DATA LISTING section start

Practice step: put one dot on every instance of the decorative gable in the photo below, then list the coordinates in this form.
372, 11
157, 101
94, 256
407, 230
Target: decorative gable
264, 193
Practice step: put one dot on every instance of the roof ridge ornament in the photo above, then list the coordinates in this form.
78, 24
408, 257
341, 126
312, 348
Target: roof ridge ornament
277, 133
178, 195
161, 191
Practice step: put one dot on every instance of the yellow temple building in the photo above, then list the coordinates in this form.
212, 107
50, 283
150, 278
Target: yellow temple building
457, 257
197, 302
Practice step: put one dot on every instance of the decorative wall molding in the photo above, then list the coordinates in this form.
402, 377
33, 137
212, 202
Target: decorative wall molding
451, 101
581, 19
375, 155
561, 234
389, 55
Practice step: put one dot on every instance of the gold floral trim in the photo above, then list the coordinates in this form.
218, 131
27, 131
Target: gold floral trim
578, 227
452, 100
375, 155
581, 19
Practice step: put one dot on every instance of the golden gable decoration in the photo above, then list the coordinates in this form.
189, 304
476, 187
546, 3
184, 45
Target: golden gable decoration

DATA LISTING section end
DATA LISTING section start

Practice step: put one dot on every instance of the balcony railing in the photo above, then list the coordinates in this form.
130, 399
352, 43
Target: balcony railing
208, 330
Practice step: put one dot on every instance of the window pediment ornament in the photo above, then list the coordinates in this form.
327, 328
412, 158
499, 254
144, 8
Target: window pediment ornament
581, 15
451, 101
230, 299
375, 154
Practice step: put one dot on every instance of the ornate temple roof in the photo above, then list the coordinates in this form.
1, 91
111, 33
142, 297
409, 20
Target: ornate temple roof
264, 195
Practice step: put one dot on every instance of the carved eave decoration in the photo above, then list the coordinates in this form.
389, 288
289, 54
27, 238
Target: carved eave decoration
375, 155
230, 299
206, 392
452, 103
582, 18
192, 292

DATA LISTING section end
DATA LISTING section start

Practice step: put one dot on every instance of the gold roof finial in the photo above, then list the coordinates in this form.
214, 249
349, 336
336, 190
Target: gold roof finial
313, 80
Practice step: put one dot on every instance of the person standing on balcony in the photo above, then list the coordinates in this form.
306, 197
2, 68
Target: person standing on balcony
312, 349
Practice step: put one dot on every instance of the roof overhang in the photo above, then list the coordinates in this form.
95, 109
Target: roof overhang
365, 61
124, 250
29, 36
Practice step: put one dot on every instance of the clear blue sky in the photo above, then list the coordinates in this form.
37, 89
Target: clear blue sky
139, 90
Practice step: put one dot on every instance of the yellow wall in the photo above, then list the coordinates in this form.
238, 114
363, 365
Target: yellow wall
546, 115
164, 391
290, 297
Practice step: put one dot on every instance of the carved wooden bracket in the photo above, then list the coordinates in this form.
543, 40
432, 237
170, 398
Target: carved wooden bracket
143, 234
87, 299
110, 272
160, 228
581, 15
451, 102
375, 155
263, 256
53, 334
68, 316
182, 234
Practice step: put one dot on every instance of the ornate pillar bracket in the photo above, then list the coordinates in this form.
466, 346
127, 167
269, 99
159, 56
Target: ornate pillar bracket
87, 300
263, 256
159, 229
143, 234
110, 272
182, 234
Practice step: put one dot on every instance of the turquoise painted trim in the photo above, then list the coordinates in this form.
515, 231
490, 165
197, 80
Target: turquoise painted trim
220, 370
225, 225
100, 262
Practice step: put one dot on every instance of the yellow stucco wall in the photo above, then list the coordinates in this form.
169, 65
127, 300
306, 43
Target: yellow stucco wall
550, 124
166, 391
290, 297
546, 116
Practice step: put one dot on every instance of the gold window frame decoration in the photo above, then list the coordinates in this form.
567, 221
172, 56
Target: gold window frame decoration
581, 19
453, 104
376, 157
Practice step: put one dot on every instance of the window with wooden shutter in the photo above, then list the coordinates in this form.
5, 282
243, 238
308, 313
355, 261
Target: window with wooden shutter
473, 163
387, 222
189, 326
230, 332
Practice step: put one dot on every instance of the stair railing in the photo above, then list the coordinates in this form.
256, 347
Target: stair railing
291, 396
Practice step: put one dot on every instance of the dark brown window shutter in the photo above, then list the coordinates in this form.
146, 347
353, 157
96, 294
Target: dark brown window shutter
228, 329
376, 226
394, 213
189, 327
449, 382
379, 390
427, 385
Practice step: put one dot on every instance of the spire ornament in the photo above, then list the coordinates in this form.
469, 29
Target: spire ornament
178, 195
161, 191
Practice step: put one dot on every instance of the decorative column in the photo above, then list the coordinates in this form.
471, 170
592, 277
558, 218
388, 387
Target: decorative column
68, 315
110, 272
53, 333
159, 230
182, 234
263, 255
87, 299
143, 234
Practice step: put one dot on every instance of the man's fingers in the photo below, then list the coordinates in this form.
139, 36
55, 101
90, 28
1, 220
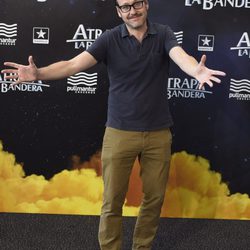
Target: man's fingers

DATA LISTING section end

- WHAT YOU NEED TO DO:
Copy back exactly the lines above from the one containing "Practice step: put one dot on every instance of the dark" through the one containing "Target: man's fingers", and leave every picture behind.

- EXERCISE RESPONSE:
Practice step: put one dot on every instance of the dark brown window shutter in the photo above, then list the coordinates in this form.
146, 347
353, 157
96, 294
Target: dark brown window shutter
228, 329
376, 226
394, 213
189, 327
449, 382
379, 390
427, 385
Practice step: put one dot on every instance of the spire ornament in the photo above, then list the coordinates in this form.
469, 29
Target: spire ornament
178, 195
161, 191
Practice step: put one dot on every instance of the decorative column in the photo above, then list the coordinates in this form.
471, 170
592, 277
558, 218
388, 387
Target: decorative column
68, 315
110, 272
53, 333
159, 230
182, 234
263, 255
87, 299
143, 234
Practice step: put one dot on every instance of the man's fingers in the photo below, then list the coordinates in this form.
139, 36
55, 101
90, 28
1, 220
Target: man's fingers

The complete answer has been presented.